━━ EXCERPT PROVIDED ━━
Home > rant > When to quit your nerd job

When to quit your nerd job

August 23, 2012

I get lots of emails nowadays from quantitative people who are unhappy in academics, or in finance, or in tech, and want to know what they should do next, and specifically if they should quit their job. Most of them have Ph.D.’s or are even professors or well-established in their profession. They’re interested in switching fields, or at least jobs, and they want advice.

Maybe I get so many emails like this because they’ve read my advice post and realize I’m all about these three rules:

  1. Go for it! (this usually is all most people need, especially when talking about the crush type of advice)
  2. Do what you’d do if you weren’t at all insecure (great for people trying to quit a bad job or deciding between job offers)
  3. Do what a man would do (I usually reserve this advice for women)

I’m going to concentrate mostly on rule #2 today in giving job advice.

Most of the time, the people who ask me are in pretty darn shitty situations and really want to quit, and really want to be able to say to themselves that they deserve better, but are kept from doing so from some kind of fear that there are no better jobs out there or that they deserve to be treated badly. It’s really surprising and annoying that they are so afraid to ask for and demand more. Why are nerds always underselling themselves?

Here are things I hear people complain about that make me want to punch them (or really, give them encouraging hugs and then kicks in the pants):

  1. My brain is rotting. Why on earth would you stay in a job where your brain rots? Don’t you realize that, as Ph.D.’s in math or stats or physics or whatever, our brains are our main tools? That’s why we get paid, that’s why we will always be able to get a job, but only if we don’t let them rot. It’s kind of like an athlete saying, yeah I’m on this professional team but I spend all day lying around watching TV so my muscles have completely atrophies. Guess what, athlete, that’s no good!
  2. I’m isolated and nobody ever talks to me. If teamwork is important to you, this is a dealbreaker. Get your ass up and look around. Are there other people in your field/ department/ group who have similar skills as you but who are working with other people? How did they get that set up? Can you get that set up? If you have a boss, can you tell your boss you need to work with other people?
  3. I’m being used by my company – they pay me well but they don’t give me real work to do. I’m mainly here for them to show clients they have a Ph.D. working in the back. This is pretty common and really terrible, because it leads to brainrot as well as isolation, and moreover your name is attached to what is probably a shitty business model and product. I say demand to get in on the business for real or leave. Simple as that, you don’t want to collude in fraudulent business offerings.
━━━
**PARTS OF THE EXERCISE:**
1 > Please copy the post on quitting a nerd job from "I get lots of" up to and including "giving job advice.", swapping "insecure" for "anxious".
2 > What date does the post on quitting a nerd job carry?
None of the items are needed.
━━ DATASET EXCERPTS ━━
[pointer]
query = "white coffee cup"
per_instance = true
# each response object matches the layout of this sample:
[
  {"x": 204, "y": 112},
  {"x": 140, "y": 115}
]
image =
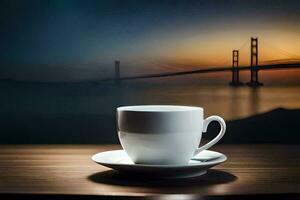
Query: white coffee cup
[{"x": 163, "y": 134}]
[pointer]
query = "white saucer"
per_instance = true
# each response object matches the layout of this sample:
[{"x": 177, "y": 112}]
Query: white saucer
[{"x": 119, "y": 160}]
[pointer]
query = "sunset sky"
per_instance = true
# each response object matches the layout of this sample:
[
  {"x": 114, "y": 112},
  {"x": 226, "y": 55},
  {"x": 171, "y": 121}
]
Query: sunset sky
[{"x": 76, "y": 40}]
━━━
**THE SOLUTIONS:**
1 >
I get lots of emails nowadays from quantitative people who are unhappy in academics, or in finance, or in tech, and want to know what they should do next, and specifically if they should quit their job. Most of them have Ph.D.’s or are even professors or well-established in their profession. They’re interested in switching fields, or at least jobs, and they want advice.

Maybe I get so many emails like this because they’ve read my advice post and realize I’m all about these three rules:

  1. Go for it! (this usually is all most people need, especially when talking about the crush type of advice)
  2. Do what you’d do if you weren’t at all anxious (great for people trying to quit a bad job or deciding between job offers)
  3. Do what a man would do (I usually reserve this advice for women)

I’m going to concentrate mostly on rule #2 today in giving job advice.

2 > August 23, 2012